Exercise prompt – Whenever the word "Would" shows up in a line of the data, copy that line.

━━━━━ Data extract

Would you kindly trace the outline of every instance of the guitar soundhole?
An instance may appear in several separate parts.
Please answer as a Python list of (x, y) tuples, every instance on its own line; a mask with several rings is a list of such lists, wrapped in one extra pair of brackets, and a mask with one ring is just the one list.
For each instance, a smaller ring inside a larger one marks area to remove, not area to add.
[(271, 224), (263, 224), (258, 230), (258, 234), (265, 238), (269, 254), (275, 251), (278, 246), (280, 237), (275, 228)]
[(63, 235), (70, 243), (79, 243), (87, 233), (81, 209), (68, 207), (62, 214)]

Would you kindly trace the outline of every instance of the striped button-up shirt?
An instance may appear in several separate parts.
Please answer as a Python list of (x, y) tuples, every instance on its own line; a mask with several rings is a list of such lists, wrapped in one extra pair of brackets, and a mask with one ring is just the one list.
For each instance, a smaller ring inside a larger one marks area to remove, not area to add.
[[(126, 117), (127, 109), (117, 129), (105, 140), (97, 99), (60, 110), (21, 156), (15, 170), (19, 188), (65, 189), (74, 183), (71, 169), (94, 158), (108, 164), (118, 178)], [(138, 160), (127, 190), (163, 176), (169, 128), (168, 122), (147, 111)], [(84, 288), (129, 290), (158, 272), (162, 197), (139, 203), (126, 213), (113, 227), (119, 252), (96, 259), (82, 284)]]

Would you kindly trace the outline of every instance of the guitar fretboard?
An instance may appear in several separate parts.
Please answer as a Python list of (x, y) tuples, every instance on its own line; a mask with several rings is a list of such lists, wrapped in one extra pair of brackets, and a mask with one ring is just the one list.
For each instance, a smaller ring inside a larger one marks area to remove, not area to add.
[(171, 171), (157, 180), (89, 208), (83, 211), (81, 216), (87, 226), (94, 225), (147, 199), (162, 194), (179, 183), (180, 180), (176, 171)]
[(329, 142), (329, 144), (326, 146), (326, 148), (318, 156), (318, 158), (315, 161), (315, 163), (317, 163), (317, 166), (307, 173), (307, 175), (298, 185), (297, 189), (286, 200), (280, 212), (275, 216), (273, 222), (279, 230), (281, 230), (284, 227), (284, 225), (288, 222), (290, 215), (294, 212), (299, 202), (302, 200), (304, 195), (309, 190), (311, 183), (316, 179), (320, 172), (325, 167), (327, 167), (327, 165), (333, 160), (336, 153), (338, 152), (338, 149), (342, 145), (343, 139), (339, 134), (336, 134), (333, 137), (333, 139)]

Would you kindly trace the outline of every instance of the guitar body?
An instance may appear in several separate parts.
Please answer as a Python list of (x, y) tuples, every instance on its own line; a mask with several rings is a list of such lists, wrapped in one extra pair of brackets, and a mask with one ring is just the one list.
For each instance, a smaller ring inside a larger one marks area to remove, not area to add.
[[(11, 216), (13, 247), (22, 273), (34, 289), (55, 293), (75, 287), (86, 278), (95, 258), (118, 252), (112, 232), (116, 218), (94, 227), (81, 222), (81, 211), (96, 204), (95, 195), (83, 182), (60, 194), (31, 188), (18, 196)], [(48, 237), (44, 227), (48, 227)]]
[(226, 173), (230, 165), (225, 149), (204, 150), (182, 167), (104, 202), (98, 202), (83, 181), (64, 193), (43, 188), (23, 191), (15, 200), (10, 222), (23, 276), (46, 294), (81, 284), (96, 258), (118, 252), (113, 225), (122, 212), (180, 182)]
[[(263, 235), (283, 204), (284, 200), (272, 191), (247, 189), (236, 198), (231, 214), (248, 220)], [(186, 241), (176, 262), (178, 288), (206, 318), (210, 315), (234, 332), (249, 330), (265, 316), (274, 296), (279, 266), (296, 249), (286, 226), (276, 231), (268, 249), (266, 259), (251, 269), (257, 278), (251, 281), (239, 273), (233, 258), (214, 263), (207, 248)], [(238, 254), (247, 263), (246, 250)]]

━━━━━━━━━━

Written solution –
Would you kindly trace the outline of every instance of the guitar soundhole?
Would you kindly trace the outline of every instance of the striped button-up shirt?
Would you kindly trace the outline of every instance of the guitar fretboard?
Would you kindly trace the outline of every instance of the guitar body?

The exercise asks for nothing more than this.